# [Aim of the exercise]
Below are lines of data; restate word for word those running from the line containing "Query: hazy sky" to the line containing "Locate the dark foreground", inclusive, and no others.

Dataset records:

# # # # #

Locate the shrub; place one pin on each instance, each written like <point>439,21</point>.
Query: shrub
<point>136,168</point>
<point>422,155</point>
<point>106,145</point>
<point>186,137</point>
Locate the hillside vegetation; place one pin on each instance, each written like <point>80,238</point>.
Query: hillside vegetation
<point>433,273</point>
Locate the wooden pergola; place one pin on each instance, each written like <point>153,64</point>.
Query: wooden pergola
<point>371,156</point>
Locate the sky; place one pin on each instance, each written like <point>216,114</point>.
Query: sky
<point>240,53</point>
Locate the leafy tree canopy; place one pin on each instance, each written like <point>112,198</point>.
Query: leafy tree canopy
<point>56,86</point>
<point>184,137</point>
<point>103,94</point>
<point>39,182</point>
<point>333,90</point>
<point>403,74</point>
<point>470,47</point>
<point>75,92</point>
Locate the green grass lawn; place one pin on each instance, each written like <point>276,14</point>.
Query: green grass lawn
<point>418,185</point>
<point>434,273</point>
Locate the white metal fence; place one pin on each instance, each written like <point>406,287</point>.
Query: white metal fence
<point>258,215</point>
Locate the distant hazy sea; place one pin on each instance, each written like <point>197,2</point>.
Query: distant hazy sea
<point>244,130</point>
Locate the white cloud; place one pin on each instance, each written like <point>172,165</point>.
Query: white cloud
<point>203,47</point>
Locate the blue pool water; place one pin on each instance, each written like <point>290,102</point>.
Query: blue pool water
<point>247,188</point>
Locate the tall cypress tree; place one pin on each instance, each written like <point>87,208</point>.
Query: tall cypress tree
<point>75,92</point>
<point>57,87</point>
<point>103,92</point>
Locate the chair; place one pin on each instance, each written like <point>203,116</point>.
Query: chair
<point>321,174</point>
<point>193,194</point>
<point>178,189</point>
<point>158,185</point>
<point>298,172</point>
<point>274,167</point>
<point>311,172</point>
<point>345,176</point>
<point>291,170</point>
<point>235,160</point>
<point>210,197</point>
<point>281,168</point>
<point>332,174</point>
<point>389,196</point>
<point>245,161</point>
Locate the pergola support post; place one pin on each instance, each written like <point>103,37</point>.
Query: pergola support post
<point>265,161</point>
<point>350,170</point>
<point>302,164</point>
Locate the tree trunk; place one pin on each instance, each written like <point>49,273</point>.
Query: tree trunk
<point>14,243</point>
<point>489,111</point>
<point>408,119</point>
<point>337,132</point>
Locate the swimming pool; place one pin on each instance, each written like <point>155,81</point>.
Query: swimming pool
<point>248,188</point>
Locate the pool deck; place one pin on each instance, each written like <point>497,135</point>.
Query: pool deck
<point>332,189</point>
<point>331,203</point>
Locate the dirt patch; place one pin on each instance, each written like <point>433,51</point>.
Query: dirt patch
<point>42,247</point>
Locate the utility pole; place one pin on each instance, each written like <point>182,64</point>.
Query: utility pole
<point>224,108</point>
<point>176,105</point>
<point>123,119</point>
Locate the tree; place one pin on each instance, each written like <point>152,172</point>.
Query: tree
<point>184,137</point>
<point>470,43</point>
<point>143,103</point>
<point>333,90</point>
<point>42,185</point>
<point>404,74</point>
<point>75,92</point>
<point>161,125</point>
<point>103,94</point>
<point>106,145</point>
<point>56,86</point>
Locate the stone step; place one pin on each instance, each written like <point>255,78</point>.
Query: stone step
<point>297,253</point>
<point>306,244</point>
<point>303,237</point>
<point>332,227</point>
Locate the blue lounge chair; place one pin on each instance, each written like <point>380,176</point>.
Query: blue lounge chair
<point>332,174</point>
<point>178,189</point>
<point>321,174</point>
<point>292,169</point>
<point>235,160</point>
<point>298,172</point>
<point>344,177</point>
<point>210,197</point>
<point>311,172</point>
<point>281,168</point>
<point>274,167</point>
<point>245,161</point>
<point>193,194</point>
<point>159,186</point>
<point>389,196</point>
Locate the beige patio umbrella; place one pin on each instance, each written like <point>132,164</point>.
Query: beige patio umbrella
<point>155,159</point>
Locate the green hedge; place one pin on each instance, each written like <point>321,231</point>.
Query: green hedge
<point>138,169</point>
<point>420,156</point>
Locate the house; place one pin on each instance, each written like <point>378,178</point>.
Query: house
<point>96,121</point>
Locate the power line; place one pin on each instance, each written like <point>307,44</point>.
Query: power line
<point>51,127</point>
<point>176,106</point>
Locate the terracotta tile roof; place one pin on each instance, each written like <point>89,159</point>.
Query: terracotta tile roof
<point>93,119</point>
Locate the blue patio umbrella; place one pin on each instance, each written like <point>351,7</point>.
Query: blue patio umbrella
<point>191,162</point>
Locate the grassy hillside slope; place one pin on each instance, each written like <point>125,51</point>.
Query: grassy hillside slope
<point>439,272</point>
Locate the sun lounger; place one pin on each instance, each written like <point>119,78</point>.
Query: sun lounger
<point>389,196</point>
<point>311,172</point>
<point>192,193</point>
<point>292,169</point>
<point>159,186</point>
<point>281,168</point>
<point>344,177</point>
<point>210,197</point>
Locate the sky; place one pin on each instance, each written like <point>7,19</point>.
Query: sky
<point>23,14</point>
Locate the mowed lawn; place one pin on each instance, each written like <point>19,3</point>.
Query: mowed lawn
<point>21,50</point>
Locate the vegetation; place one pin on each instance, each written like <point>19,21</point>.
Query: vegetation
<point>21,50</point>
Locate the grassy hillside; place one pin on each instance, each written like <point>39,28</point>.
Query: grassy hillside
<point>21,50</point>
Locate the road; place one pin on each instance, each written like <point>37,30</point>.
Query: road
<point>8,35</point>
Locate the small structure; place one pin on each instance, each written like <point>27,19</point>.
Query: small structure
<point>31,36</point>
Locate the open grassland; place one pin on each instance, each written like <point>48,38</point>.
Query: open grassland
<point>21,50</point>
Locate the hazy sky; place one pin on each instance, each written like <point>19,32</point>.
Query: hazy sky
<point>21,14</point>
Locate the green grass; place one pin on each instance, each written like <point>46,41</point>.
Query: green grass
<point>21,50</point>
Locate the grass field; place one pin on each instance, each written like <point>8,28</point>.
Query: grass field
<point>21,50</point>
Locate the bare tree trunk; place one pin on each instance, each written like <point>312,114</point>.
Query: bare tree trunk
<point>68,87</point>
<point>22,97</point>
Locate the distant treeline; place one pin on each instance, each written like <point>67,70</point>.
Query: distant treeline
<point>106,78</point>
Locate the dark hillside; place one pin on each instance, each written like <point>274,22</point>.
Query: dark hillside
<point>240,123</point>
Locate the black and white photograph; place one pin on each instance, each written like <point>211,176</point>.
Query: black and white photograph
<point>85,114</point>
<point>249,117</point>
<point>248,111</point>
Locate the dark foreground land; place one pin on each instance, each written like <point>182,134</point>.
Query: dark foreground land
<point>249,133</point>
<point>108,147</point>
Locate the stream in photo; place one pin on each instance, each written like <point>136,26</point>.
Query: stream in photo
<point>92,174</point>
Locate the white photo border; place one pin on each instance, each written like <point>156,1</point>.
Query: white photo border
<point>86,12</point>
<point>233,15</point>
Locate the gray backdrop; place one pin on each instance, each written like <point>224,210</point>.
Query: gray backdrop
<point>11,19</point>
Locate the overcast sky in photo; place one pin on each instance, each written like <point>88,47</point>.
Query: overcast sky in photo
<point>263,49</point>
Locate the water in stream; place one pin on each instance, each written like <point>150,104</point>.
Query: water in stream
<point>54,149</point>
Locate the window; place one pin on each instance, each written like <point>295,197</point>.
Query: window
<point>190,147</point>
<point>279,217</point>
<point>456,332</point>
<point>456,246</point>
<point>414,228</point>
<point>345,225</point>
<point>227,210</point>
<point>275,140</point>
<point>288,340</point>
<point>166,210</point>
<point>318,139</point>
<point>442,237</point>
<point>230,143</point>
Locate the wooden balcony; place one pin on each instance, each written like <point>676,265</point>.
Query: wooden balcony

# # # # #

# [Exercise solution]
Query: hazy sky
<point>21,14</point>
Locate the green grass; place one pin on each instance, each written like <point>46,41</point>.
Query: green grass
<point>21,50</point>
Locate the grass field; place one pin on each instance, each written like <point>8,28</point>.
Query: grass field
<point>21,50</point>
Locate the bare tree trunk; place one pin on each instance, each written like <point>312,114</point>.
Query: bare tree trunk
<point>68,87</point>
<point>22,97</point>
Locate the distant treeline; place one pin on each instance, each written like <point>67,70</point>.
Query: distant treeline
<point>106,78</point>
Locate the dark hillside; place one pin on each instance, each written like <point>274,22</point>.
Query: dark hillside
<point>240,123</point>
Locate the black and white photograph; place one pin on each instance, each written like <point>211,176</point>.
Query: black and white photograph
<point>85,114</point>
<point>249,117</point>
<point>248,111</point>
Locate the dark foreground land; place one pin on each instance, each written like <point>182,134</point>.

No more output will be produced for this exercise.